---------- Input ----------

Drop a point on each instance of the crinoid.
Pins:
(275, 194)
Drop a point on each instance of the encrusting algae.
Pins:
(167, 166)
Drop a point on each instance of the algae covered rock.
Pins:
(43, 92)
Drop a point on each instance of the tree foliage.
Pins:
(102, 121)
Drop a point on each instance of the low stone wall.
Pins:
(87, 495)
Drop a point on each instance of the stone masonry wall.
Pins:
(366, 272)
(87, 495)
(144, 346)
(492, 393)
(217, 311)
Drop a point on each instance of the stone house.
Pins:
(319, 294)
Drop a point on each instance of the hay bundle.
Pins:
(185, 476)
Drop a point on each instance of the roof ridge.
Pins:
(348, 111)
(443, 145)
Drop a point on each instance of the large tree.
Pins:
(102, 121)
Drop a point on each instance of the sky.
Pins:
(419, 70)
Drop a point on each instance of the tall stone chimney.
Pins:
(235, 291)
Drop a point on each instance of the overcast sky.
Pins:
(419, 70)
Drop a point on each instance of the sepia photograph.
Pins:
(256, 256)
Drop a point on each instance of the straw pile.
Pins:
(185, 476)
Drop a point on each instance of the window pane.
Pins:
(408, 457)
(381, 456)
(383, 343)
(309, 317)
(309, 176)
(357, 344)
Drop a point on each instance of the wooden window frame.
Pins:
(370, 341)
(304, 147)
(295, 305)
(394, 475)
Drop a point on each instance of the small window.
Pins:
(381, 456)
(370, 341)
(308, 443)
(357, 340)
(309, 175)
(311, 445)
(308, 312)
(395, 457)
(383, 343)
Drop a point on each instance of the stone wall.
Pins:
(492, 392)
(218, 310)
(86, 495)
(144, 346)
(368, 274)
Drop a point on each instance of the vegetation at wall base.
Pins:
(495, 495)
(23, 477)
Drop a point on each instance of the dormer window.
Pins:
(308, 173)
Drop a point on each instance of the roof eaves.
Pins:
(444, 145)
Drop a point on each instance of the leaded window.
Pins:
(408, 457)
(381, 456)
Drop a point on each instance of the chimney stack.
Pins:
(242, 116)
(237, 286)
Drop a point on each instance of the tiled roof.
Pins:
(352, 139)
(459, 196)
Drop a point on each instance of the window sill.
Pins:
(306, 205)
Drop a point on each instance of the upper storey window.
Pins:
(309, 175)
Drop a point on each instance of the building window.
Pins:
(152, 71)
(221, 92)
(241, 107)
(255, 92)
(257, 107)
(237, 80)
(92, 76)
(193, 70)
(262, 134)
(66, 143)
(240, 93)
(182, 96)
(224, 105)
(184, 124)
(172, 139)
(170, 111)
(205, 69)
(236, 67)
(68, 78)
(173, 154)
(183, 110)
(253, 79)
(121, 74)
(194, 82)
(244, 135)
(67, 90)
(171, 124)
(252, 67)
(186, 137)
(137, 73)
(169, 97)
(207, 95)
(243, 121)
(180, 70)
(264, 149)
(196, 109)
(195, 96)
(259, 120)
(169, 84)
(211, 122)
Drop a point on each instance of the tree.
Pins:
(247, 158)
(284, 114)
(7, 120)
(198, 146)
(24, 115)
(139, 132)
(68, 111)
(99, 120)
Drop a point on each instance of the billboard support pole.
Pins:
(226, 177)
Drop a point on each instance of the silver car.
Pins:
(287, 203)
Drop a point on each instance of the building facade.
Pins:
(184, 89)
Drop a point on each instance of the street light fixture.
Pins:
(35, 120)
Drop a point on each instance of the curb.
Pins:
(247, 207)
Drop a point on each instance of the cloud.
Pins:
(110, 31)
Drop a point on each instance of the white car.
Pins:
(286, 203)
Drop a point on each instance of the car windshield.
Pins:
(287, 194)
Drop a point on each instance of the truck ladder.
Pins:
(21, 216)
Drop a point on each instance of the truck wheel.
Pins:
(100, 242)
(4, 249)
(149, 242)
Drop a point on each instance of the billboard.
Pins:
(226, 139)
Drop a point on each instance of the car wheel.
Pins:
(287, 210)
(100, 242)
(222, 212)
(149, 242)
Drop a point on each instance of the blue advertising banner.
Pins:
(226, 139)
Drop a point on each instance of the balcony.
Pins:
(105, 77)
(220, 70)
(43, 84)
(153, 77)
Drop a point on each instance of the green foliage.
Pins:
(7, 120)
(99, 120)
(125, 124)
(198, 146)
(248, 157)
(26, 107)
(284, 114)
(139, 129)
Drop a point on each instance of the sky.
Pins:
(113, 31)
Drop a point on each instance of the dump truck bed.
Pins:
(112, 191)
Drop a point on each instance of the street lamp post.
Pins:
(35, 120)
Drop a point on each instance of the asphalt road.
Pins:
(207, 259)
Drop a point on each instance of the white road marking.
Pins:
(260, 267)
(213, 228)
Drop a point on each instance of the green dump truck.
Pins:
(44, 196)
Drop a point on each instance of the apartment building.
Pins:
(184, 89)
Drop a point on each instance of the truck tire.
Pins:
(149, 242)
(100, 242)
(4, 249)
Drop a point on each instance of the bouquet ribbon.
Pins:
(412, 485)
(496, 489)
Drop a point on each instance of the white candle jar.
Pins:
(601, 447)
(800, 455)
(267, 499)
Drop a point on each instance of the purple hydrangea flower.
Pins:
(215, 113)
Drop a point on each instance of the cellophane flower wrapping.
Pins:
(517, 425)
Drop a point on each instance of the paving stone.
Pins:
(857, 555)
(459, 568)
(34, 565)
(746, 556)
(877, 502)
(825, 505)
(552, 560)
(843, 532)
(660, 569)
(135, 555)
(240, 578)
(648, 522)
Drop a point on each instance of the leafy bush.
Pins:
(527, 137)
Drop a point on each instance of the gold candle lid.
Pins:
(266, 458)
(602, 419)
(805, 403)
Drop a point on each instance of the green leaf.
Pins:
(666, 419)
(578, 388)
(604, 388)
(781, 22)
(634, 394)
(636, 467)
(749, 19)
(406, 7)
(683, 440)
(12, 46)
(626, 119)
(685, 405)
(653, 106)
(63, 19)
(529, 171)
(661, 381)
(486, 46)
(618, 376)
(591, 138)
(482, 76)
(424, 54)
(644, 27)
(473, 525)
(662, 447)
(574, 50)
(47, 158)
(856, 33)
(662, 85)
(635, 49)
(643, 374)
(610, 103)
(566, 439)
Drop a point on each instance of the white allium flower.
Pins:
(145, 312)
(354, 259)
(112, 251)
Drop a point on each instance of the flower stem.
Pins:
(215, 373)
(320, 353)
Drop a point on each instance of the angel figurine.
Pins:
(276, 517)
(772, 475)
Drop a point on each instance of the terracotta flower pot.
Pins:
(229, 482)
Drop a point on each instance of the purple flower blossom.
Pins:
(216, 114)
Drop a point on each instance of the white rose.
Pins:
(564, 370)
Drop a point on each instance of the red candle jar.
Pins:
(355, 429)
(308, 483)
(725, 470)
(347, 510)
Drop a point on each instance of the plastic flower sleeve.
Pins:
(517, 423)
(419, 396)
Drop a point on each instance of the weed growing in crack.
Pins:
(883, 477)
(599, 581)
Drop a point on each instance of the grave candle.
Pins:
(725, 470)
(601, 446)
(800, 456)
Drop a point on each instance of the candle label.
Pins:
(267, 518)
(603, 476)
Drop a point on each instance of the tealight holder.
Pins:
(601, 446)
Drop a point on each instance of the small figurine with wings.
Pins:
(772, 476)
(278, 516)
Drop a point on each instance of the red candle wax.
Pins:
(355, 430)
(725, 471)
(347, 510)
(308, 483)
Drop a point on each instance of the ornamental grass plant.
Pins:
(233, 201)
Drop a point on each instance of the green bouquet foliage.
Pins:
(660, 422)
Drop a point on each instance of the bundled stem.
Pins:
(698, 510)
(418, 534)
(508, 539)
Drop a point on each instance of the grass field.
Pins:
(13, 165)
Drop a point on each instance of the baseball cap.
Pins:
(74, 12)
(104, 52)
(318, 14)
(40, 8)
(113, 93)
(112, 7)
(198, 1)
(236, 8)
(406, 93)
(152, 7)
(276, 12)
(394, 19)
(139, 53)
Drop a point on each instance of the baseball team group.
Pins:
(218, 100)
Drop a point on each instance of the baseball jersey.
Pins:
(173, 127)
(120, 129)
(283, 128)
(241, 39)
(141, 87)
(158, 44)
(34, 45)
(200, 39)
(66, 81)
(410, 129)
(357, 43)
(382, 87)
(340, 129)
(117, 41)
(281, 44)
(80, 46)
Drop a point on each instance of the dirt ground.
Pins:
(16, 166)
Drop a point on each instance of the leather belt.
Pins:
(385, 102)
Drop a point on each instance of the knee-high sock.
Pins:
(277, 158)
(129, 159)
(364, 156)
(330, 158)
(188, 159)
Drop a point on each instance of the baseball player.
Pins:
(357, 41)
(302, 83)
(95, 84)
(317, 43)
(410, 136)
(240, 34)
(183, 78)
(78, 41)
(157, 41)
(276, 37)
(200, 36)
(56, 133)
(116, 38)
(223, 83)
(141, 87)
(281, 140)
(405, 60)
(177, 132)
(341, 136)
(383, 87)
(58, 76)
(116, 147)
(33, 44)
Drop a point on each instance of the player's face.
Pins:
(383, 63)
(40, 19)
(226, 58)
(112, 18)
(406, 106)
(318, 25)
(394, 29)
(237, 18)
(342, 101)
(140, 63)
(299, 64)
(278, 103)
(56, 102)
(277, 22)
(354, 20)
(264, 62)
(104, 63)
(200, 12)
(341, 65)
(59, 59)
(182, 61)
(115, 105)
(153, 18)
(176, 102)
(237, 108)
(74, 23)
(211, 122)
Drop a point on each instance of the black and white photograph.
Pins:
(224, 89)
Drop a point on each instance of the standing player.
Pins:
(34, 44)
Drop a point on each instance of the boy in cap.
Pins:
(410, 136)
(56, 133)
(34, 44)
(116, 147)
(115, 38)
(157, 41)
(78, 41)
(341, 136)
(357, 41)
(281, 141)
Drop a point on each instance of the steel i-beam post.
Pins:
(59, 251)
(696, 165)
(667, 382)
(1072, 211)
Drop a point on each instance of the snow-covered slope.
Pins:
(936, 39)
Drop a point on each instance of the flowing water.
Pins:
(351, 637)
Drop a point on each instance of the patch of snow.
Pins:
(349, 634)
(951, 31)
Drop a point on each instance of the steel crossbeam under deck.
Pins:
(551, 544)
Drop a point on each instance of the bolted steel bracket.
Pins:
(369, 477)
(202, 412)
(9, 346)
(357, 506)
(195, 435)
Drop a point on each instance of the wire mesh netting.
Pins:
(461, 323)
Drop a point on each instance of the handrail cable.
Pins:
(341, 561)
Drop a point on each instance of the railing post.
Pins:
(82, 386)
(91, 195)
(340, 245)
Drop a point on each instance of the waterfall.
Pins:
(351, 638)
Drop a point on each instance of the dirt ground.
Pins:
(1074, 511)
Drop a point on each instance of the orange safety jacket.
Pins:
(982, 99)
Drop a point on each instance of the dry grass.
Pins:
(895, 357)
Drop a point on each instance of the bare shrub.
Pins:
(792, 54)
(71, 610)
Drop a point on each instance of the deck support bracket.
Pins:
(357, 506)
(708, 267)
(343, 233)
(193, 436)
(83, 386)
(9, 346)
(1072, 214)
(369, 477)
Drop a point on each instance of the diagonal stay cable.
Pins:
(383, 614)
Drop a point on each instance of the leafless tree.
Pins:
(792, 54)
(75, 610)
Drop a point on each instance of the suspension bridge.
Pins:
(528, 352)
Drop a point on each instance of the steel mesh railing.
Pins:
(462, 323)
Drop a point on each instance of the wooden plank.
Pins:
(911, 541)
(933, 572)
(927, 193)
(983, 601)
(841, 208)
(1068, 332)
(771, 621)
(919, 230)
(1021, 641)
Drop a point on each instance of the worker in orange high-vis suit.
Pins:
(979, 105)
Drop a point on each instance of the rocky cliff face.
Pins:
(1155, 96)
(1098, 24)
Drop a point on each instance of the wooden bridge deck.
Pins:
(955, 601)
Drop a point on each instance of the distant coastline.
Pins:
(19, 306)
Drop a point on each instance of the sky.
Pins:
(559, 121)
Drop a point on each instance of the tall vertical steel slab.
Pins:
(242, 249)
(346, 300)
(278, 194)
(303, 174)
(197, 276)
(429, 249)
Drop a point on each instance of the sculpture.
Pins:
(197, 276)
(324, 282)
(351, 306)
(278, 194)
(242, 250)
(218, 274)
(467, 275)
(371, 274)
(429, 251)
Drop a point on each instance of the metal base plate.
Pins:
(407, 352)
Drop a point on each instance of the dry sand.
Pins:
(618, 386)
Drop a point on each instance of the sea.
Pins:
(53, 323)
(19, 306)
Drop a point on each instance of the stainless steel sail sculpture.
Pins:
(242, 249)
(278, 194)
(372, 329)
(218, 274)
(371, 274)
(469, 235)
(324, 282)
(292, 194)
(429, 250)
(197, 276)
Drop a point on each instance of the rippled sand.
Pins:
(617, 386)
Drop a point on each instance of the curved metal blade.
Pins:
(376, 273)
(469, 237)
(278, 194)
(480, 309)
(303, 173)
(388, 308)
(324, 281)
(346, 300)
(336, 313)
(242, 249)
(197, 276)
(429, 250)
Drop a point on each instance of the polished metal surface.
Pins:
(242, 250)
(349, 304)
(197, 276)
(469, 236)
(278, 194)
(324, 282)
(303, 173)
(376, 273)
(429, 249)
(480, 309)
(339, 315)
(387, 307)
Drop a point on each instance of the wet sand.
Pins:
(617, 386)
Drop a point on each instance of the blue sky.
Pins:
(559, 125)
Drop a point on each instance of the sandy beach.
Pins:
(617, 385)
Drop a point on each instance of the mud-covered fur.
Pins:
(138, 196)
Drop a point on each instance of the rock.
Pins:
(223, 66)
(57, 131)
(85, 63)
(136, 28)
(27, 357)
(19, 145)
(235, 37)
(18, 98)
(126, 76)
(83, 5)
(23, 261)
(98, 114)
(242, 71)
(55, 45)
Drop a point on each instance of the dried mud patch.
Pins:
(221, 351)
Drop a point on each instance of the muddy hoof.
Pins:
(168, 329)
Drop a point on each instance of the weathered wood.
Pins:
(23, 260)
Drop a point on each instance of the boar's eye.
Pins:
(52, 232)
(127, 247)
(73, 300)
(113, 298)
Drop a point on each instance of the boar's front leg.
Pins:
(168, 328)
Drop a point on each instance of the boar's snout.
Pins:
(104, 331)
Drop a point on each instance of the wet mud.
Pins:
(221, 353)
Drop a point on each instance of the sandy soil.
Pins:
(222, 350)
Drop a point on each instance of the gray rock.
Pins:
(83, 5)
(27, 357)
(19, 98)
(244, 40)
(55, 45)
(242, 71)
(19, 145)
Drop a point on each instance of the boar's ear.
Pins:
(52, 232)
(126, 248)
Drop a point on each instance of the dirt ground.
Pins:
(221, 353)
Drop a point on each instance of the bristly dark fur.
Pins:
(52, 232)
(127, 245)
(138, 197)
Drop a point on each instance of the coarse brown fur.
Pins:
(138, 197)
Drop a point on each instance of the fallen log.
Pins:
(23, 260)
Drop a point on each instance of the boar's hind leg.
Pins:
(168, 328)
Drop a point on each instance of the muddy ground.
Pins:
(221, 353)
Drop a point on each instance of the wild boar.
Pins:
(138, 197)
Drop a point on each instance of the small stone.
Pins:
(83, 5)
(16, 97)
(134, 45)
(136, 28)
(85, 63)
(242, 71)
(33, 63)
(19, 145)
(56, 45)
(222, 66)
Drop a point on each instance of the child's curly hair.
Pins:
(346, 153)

----------

**Action item**
Taking the line with "Drop a point on each instance of the wooden bridge" as the first and the line with "Drop a point on each instance of the polished" as the last, retype that stretch of the data above exactly, with no other lines.

**Task response**
Drop a point on each instance of the wooden bridge deck.
Pins:
(955, 601)
Drop a point on each instance of the distant coastline.
Pins:
(19, 306)
Drop a point on each instance of the sky.
Pins:
(559, 121)
Drop a point on each instance of the tall vertical steel slab.
Pins:
(242, 249)
(346, 300)
(278, 194)
(303, 174)
(197, 276)
(429, 249)
Drop a point on each instance of the sculpture.
Pins:
(197, 276)
(324, 282)
(351, 306)
(278, 194)
(242, 250)
(218, 274)
(467, 275)
(371, 274)
(429, 251)
Drop a point on each instance of the metal base plate.
Pins:
(407, 352)
Drop a point on each instance of the dry sand.
Pins:
(618, 386)
Drop a point on each instance of the sea.
Pins:
(53, 323)
(19, 306)
Drop a point on each instance of the stainless steel sail sculpture.
Pins:
(242, 249)
(278, 194)
(372, 329)
(218, 274)
(371, 274)
(469, 235)
(324, 282)
(292, 194)
(429, 250)
(197, 276)
Drop a point on each instance of the rippled sand.
Pins:
(617, 386)
Drop a point on each instance of the curved metal blade.
Pins:
(376, 273)
(469, 237)
(278, 194)
(480, 309)
(303, 173)
(388, 308)
(324, 281)
(346, 300)
(336, 313)
(242, 249)
(197, 276)
(429, 250)
Drop a point on each instance of the polished metal surface.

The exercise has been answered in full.